--- START GIVEN INFORMATION ---

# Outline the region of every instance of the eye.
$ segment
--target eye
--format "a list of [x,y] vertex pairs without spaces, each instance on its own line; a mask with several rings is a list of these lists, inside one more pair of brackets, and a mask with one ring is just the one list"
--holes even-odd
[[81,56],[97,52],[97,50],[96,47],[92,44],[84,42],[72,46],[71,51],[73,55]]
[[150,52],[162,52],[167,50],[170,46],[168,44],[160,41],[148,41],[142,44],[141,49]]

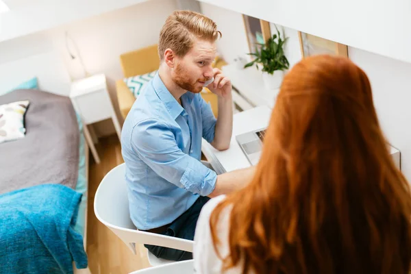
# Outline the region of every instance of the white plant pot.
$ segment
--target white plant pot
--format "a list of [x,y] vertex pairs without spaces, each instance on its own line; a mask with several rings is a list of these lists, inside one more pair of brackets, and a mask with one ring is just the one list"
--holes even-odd
[[272,90],[279,88],[283,79],[283,71],[275,71],[273,75],[262,73],[262,81],[266,90]]

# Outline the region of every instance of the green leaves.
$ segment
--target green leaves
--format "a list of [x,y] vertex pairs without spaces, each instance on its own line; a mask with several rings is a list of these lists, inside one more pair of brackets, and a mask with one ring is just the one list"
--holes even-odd
[[[245,64],[244,68],[248,68],[256,64],[258,69],[258,64],[262,66],[262,71],[273,74],[275,71],[284,71],[288,68],[289,63],[284,55],[284,46],[288,38],[281,38],[279,31],[275,26],[277,34],[273,35],[266,44],[257,44],[260,46],[259,50],[256,46],[255,53],[248,53],[255,56],[256,58],[251,62]],[[284,37],[284,34],[283,34]]]

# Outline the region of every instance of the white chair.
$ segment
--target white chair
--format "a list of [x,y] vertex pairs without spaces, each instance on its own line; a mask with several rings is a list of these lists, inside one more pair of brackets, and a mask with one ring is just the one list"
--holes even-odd
[[132,272],[129,274],[192,274],[194,262],[192,260],[175,262],[166,265],[149,267],[148,269]]
[[[136,228],[130,219],[125,173],[125,164],[123,163],[112,169],[100,183],[94,202],[95,214],[99,221],[114,232],[134,254],[135,243],[192,252],[192,240],[141,232]],[[148,250],[147,254],[149,262],[152,266],[173,262],[159,259]]]

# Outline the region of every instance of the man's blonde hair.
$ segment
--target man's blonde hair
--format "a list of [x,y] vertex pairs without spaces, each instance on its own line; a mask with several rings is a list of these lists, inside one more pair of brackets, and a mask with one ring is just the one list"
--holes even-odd
[[160,60],[163,60],[167,49],[171,49],[177,56],[184,56],[194,45],[195,38],[214,42],[221,36],[217,25],[208,17],[190,10],[175,11],[160,32]]

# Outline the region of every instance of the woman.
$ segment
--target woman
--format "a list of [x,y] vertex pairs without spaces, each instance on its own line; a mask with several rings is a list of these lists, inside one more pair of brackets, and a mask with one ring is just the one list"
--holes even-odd
[[408,273],[411,196],[365,73],[304,59],[284,77],[252,182],[210,200],[197,273]]

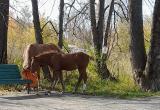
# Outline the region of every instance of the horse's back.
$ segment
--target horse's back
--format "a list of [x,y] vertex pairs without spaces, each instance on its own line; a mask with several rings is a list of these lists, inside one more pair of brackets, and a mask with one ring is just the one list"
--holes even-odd
[[49,43],[49,44],[29,44],[25,50],[24,50],[24,54],[23,54],[23,68],[29,67],[30,66],[30,60],[31,57],[34,57],[36,55],[39,55],[43,52],[46,51],[57,51],[57,52],[61,52],[61,50],[54,44]]

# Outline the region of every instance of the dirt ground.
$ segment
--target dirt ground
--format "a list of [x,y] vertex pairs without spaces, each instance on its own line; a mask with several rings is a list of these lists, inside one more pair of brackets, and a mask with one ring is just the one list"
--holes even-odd
[[116,99],[43,92],[0,95],[0,110],[160,110],[160,97]]

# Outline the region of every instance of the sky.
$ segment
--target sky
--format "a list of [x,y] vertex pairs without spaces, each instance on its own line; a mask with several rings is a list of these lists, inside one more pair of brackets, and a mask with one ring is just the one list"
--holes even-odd
[[[38,0],[39,2],[39,12],[44,14],[44,16],[58,21],[59,15],[59,1],[60,0]],[[69,1],[69,0],[64,0]],[[29,6],[31,11],[31,0],[10,0],[11,9],[13,9],[14,14],[20,15],[19,11],[24,6]],[[143,0],[143,14],[151,15],[153,12],[154,0]]]

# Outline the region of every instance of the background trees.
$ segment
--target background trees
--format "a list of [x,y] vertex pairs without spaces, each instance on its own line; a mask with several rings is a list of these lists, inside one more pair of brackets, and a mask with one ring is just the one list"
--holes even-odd
[[[143,16],[142,1],[130,0],[130,34],[131,34],[131,57],[133,72],[136,82],[144,90],[158,91],[159,86],[159,25],[160,1],[155,1],[152,30],[151,46],[146,60],[143,35]],[[136,24],[136,25],[135,25]],[[146,63],[147,62],[147,63]]]
[[[89,72],[98,73],[102,79],[113,79],[113,76],[120,79],[123,73],[125,76],[133,73],[135,81],[142,89],[159,90],[158,0],[154,6],[153,21],[151,16],[143,16],[142,0],[61,0],[55,2],[55,5],[59,6],[58,19],[55,21],[50,19],[54,15],[48,17],[38,11],[47,2],[48,0],[38,4],[37,0],[31,0],[32,5],[24,6],[20,11],[10,5],[9,14],[9,0],[0,1],[1,63],[7,62],[8,52],[9,63],[21,65],[23,48],[34,42],[56,43],[67,49],[70,45],[76,45],[77,48],[83,48],[82,50],[95,56],[96,68],[92,65]],[[151,21],[152,34],[149,43],[148,22]]]

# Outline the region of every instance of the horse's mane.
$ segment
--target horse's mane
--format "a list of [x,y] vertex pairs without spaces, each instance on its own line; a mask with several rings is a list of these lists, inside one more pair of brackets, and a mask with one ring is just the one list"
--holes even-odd
[[[58,54],[58,53],[59,53],[59,52],[57,52],[57,51],[50,50],[50,51],[42,52],[42,53],[36,55],[35,57],[37,58],[37,57],[42,57],[42,56],[44,56],[44,55],[51,55],[51,54]],[[61,53],[61,54],[62,54],[62,53]]]

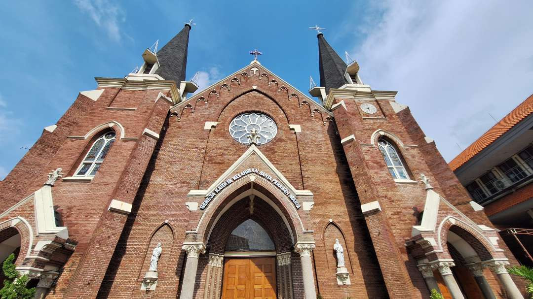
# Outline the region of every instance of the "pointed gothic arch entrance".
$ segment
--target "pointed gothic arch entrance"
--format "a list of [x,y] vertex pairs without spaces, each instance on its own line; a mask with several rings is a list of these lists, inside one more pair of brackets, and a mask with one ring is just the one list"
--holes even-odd
[[301,268],[290,230],[264,195],[245,194],[209,234],[204,297],[294,298],[294,280],[301,277],[293,273]]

--- END GIVEN INFORMATION ---

GOAL OF THE EXERCISE | Write out every line of the records above again without any change, leaving the pictures out.

THE ANSWER |
# Outline the region of every instance of the eye.
$ segment
--target eye
--format "a list of [x,y] vertex pairs without spaces, each instance on its own line; a mask with several rings is a list of these lists, inside one more pair of brackets, and a mask with one ring is just the one list"
--holes even-odd
[[81,56],[97,52],[97,50],[96,47],[92,44],[84,42],[72,46],[71,51],[73,55]]
[[150,52],[162,52],[167,50],[170,46],[168,44],[160,41],[148,41],[142,44],[141,49]]

# Outline the region of every instance of the white plant pot.
$ segment
--target white plant pot
--format "a list of [x,y] vertex pairs without spaces, each instance on its own line; a mask with several rings is a list of these lists, inside one more pair of brackets, and a mask with one ring is just the one list"
--holes even-odd
[[272,90],[279,88],[283,79],[283,71],[275,71],[273,75],[262,73],[262,81],[266,90]]

# Outline the region of every instance of the green leaves.
$ segment
--target green leaves
--format "a list of [x,y] vertex pairs without spaces, each instance on its own line; a mask with several rings is a list of these lists, inside one more pair of brackets, and a mask with one ring is just the one list"
--holes even-odd
[[[245,64],[244,68],[248,68],[256,64],[258,69],[258,64],[262,66],[262,71],[273,74],[275,71],[284,71],[288,68],[289,63],[284,55],[284,46],[288,38],[281,38],[279,31],[275,26],[277,34],[273,35],[266,44],[257,44],[260,46],[259,50],[256,46],[255,53],[248,53],[255,56],[256,58],[251,62]],[[284,37],[284,34],[283,34]]]

# Outline the region of every instance of the white chair.
$ segment
--target white chair
--format "a list of [x,y] vertex pairs without spaces, each instance on its own line; a mask with several rings is a list of these lists, inside one more pair of brackets, and a mask with one ring is just the one list"
--holes even-odd
[[132,272],[129,274],[192,274],[194,262],[192,260],[175,262],[166,265],[149,267],[148,269]]
[[[136,228],[130,219],[125,173],[125,164],[123,163],[112,169],[100,183],[94,202],[95,214],[99,221],[114,232],[134,254],[135,243],[192,252],[192,240],[141,232]],[[148,250],[147,254],[149,262],[152,266],[173,262],[159,259]]]

# Outline the region of every instance of the man's blonde hair.
$ segment
--target man's blonde hair
--format "a list of [x,y] vertex pairs without spaces, each instance on its own line; a mask with several rings is a list of these lists, inside one more pair of brackets, and a mask with one ring is just the one list"
--holes even-odd
[[160,60],[163,60],[167,49],[171,49],[177,56],[184,56],[194,45],[195,38],[214,42],[221,36],[217,25],[208,17],[190,10],[175,11],[160,32]]

# Outline the region of every instance of the woman.
$ segment
--target woman
--format "a list of [x,y] vertex pairs without spaces, each instance on its own line; a mask with several rings is a list of these lists, inside one more pair of brackets, and a mask with one ring is just the one list"
--holes even-odd
[[408,273],[411,196],[365,73],[304,59],[284,77],[252,182],[210,200],[197,273]]

# Outline the region of every instance of the horse's back.
$ segment
--target horse's back
--format "a list of [x,y] vertex pairs without spaces, each instance on its own line; a mask with several rings is a list of these lists, inside one more pair of brackets, and a mask with one ring is just the one list"
--holes even-odd
[[49,43],[49,44],[29,44],[25,50],[24,50],[24,54],[23,54],[23,68],[29,67],[30,66],[30,60],[31,57],[34,57],[36,55],[39,55],[43,52],[46,51],[57,51],[57,52],[61,52],[61,50],[54,44]]

# Outline the region of every instance of the dirt ground.
$ segment
--target dirt ground
--format "a list of [x,y] vertex pairs without spaces, each instance on its own line; a mask with several rings is a list of these lists, inside one more pair of brackets, and a mask with one ring is just the one list"
--holes even-odd
[[116,99],[43,92],[0,95],[0,110],[160,110],[160,97]]

# Outline the region of every instance of the sky.
$ segment
--target sky
--format "a list of [x,y] vertex pairs without spaces, each instance on its own line; a mask with several rings is a list of these lists, inside one more pair of brackets, and a mask with one ring is just the one list"
--holes even-odd
[[[38,0],[39,2],[39,12],[44,14],[44,16],[58,21],[59,15],[59,1],[60,0]],[[69,1],[69,0],[64,0]],[[29,6],[31,11],[31,0],[10,0],[11,9],[13,9],[14,14],[20,15],[19,11],[24,6]],[[143,0],[143,14],[151,15],[153,12],[154,0]]]

# Outline the region of every instance of the background trees.
$ segment
--target background trees
--format "a list of [x,y] vertex pairs without spaces, each instance on its own line; a mask with several rings is a list of these lists, inside one more pair of brackets, and a mask with one ring is just the one list"
--holes even-odd
[[[143,16],[142,1],[130,0],[130,34],[131,34],[131,57],[133,72],[136,82],[144,90],[158,91],[159,86],[159,25],[160,1],[155,1],[152,30],[151,46],[146,60],[143,35]],[[136,24],[136,25],[135,25]],[[146,63],[147,62],[147,63]]]
[[[89,72],[98,73],[102,79],[113,79],[113,76],[120,79],[123,73],[125,76],[133,73],[135,81],[142,89],[159,90],[158,0],[154,6],[153,21],[151,16],[143,16],[142,0],[61,0],[55,2],[55,5],[59,6],[58,19],[55,21],[50,19],[54,15],[48,17],[38,11],[47,2],[48,0],[38,4],[37,0],[31,0],[32,5],[24,6],[20,11],[10,5],[9,14],[9,0],[0,1],[1,63],[7,62],[8,52],[9,63],[21,65],[23,48],[34,42],[56,43],[67,49],[70,45],[76,45],[77,48],[83,48],[82,50],[95,56],[96,68],[92,65]],[[151,21],[152,34],[149,43],[148,22]]]

# Outline the region of every instance of the horse's mane.
$ segment
--target horse's mane
--format "a list of [x,y] vertex pairs without spaces, each instance on its own line; a mask with several rings is a list of these lists, inside one more pair of brackets, and a mask with one ring is just the one list"
--holes even-odd
[[[58,54],[58,53],[59,53],[59,52],[57,52],[57,51],[50,50],[50,51],[42,52],[42,53],[36,55],[35,57],[37,58],[37,57],[42,57],[42,56],[44,56],[44,55],[51,55],[51,54]],[[61,53],[61,54],[62,54],[62,53]]]

# Outline the region of every instance of the "pointed gothic arch entrance".
$ segment
--target "pointed gothic arch entrance"
--format "a list of [x,y] vertex pairs without spaces, each instance on its own line; a mask with several rings is a list of these lists, inside one more pair of brackets, and a mask with one ring is just the one list"
--holes even-odd
[[301,268],[290,230],[264,195],[245,194],[209,234],[204,297],[294,298],[294,280],[301,277],[293,273]]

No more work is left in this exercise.